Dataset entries
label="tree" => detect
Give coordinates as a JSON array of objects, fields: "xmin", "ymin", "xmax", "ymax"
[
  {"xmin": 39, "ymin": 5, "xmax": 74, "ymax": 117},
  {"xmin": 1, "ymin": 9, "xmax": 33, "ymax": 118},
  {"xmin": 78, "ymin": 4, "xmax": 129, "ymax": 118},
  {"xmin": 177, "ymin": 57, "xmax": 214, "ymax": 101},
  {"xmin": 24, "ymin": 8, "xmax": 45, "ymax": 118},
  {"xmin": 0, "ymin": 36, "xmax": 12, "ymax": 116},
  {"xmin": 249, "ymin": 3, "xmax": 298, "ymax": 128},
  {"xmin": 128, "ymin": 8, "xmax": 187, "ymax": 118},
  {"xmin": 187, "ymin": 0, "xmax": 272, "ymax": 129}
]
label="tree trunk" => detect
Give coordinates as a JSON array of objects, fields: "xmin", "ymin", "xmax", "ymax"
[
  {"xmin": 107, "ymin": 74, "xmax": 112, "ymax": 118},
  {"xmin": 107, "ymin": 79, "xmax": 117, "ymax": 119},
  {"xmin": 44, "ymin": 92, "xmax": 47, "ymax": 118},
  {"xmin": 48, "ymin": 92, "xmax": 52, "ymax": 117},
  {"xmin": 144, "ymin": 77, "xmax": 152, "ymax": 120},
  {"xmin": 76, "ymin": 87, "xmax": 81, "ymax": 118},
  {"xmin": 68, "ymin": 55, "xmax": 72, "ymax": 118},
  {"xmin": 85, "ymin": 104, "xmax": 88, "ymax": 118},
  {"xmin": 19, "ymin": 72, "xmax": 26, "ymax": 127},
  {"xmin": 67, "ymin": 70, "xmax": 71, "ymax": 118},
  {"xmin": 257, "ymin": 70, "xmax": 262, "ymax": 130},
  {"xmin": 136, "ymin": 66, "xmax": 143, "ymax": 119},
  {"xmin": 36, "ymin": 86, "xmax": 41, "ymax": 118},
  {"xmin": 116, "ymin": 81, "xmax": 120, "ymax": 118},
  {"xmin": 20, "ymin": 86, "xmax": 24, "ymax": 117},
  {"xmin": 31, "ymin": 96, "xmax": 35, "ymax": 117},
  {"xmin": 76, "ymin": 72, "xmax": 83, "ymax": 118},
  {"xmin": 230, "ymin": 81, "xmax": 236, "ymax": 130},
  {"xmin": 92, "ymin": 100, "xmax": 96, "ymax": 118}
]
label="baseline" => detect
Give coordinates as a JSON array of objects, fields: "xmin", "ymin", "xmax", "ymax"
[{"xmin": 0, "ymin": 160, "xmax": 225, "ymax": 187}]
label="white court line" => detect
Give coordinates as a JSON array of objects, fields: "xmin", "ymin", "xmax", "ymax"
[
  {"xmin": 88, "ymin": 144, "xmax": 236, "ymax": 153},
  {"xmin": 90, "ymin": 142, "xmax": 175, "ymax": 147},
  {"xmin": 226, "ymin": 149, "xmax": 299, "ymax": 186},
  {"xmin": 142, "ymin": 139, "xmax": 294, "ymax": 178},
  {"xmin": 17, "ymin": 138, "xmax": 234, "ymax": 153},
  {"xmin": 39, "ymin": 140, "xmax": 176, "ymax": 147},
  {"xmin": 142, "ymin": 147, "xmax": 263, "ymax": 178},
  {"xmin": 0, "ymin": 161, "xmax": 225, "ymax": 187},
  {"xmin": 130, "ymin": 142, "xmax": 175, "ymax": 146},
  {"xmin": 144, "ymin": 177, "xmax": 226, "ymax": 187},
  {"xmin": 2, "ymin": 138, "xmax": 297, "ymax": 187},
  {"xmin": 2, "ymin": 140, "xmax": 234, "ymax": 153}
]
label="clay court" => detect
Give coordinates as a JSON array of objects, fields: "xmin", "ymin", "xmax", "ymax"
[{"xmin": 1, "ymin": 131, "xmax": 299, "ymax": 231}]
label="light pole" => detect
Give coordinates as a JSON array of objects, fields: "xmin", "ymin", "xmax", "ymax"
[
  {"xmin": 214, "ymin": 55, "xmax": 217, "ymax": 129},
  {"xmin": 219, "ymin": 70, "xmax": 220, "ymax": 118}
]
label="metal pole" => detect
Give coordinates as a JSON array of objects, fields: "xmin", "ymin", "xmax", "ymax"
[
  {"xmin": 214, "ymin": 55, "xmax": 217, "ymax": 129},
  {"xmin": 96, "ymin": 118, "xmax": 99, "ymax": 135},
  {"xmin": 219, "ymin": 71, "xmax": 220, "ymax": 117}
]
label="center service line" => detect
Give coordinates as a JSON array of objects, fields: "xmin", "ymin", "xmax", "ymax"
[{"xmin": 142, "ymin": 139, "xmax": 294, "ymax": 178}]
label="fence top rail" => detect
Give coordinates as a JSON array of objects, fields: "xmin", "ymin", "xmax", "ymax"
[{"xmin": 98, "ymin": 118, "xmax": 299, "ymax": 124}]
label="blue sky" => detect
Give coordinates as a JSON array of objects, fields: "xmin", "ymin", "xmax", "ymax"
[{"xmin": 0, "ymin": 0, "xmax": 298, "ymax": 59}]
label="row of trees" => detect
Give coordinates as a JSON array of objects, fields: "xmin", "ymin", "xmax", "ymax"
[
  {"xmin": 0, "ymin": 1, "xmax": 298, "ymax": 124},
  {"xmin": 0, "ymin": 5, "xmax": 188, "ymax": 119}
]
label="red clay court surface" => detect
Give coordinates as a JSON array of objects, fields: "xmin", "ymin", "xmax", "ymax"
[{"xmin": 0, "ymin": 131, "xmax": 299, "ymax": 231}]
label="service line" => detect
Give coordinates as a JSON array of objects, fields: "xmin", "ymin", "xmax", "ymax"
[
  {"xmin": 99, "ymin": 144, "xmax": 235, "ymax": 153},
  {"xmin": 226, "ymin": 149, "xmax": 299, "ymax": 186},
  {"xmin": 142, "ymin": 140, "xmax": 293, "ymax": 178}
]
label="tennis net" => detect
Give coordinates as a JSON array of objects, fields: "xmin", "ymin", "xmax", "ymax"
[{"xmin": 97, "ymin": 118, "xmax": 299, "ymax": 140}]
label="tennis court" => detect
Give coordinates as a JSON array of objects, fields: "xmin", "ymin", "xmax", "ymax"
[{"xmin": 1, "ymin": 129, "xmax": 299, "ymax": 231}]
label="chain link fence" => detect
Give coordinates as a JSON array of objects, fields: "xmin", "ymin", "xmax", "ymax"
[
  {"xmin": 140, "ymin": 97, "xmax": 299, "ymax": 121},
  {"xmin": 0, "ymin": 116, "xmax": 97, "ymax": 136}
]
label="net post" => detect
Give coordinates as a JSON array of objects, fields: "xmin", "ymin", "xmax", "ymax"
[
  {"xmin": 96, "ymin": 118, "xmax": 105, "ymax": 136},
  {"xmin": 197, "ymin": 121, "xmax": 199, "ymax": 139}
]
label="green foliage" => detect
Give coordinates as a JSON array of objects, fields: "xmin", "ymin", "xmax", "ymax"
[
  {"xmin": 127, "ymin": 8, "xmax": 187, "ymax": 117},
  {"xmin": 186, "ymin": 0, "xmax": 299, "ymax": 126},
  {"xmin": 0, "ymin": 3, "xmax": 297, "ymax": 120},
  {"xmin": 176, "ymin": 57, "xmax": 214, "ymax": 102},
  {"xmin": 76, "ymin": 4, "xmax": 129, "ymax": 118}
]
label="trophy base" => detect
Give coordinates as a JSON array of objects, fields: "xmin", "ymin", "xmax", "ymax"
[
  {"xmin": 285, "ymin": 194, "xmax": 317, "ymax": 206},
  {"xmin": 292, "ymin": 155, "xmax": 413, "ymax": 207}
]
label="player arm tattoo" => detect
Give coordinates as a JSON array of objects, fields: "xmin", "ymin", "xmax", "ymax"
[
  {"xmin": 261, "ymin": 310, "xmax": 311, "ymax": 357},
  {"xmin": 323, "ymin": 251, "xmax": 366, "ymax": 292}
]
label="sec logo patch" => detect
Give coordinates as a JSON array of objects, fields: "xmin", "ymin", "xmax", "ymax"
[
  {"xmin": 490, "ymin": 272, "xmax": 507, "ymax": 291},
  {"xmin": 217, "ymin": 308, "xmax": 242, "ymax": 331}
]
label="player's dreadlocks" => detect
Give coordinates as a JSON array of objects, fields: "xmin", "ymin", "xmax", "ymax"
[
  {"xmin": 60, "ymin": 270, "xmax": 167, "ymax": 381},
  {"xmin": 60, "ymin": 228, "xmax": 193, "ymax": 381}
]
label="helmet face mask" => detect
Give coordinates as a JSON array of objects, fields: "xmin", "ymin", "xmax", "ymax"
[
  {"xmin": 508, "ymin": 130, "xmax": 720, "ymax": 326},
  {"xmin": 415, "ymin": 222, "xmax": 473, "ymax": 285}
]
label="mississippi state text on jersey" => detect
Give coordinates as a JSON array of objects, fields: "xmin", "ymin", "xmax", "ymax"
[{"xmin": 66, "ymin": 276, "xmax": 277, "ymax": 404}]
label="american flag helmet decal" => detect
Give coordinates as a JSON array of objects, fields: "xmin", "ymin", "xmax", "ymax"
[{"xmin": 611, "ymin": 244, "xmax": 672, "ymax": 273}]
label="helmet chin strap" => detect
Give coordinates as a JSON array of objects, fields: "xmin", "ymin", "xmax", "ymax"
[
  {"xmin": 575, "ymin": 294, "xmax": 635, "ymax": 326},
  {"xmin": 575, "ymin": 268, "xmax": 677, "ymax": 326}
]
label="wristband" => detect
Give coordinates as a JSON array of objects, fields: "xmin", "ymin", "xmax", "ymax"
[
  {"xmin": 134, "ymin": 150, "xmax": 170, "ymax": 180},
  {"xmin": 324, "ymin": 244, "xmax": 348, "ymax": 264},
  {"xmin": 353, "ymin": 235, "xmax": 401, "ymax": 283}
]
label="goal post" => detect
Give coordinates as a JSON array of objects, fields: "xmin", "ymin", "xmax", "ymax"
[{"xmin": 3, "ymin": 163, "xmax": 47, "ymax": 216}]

EXERCISE DETAILS =
Your response should contain each line of the entries above that holds the string "tennis".

TASK RESULT =
label="tennis net" => detect
label="tennis court" => detect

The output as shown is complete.